START Records provided

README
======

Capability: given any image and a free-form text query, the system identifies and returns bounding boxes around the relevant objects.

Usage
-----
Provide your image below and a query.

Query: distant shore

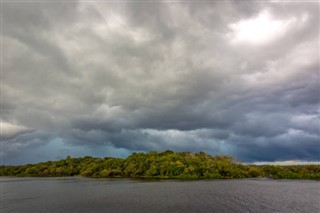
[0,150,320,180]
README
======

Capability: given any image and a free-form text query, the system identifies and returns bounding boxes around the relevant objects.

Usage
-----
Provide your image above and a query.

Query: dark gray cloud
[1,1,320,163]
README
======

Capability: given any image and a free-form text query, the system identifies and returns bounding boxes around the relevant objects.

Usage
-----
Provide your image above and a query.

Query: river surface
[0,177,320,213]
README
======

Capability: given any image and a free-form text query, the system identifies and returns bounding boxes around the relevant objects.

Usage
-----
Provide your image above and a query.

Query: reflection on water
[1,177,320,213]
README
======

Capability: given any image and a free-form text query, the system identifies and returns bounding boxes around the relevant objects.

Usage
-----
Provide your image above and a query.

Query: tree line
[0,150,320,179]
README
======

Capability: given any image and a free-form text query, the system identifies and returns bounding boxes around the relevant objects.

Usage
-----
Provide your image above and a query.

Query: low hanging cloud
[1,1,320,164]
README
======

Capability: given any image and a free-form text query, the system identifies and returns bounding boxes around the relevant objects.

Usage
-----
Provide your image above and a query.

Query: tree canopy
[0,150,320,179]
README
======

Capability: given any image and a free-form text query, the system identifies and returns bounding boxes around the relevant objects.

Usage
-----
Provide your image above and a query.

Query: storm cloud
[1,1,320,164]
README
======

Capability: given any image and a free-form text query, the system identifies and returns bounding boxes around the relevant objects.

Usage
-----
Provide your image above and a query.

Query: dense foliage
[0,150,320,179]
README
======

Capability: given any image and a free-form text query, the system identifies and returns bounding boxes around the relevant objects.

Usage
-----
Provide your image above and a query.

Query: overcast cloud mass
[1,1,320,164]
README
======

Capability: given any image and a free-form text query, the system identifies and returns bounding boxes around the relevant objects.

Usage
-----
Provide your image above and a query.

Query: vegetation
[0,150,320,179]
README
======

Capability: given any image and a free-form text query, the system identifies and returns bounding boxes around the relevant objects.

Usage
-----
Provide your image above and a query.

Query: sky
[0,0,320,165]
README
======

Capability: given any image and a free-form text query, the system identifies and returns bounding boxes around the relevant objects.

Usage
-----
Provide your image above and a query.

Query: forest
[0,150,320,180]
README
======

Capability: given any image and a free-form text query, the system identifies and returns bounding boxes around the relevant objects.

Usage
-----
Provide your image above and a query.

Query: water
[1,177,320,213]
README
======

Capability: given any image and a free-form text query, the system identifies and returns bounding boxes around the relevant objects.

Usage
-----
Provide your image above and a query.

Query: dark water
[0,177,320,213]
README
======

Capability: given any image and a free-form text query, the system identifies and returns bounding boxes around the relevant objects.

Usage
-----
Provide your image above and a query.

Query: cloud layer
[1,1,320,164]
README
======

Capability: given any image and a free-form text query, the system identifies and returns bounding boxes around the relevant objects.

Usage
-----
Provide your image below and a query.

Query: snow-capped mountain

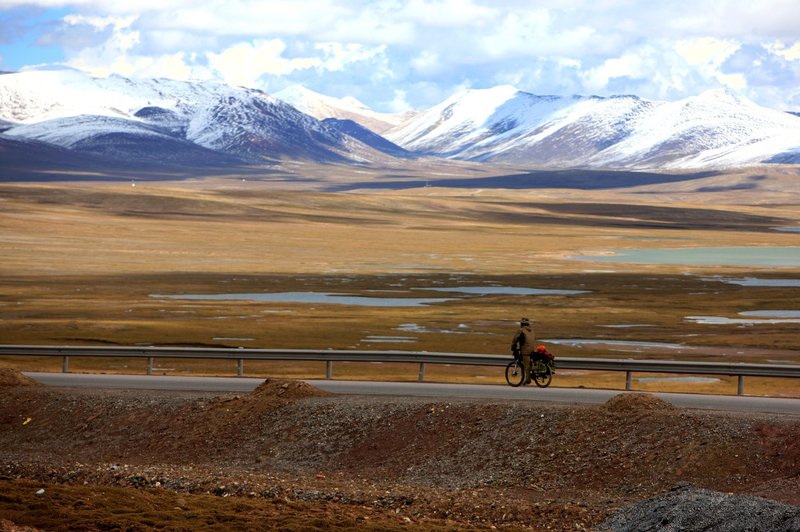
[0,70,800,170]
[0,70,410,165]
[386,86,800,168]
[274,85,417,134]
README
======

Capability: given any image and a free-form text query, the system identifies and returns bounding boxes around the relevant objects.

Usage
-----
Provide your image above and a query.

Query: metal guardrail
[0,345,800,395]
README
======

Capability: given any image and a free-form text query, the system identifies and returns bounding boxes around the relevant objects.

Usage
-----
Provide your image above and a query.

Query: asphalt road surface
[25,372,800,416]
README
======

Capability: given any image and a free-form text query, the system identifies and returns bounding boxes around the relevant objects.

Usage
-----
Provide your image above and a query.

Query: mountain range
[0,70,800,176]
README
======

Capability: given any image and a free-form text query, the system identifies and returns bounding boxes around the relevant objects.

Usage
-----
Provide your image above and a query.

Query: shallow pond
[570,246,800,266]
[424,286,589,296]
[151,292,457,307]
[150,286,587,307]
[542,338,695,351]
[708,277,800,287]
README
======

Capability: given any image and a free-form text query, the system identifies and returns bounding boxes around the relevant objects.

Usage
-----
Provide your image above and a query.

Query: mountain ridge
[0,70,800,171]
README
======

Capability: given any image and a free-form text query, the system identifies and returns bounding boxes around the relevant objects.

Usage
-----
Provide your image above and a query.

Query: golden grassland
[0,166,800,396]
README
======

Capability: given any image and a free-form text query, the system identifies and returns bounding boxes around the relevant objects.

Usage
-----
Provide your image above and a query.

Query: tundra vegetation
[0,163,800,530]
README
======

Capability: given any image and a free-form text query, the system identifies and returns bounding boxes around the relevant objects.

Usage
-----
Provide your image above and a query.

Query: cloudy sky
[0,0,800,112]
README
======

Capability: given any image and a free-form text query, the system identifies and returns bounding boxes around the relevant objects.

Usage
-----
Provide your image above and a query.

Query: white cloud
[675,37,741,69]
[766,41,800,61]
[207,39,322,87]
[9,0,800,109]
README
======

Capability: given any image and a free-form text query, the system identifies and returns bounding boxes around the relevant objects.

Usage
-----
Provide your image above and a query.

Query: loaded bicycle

END Records provided

Task description: Copy out each line of the records in which the string "surface" appears.

Exercise output:
Query: river surface
Query: asphalt road surface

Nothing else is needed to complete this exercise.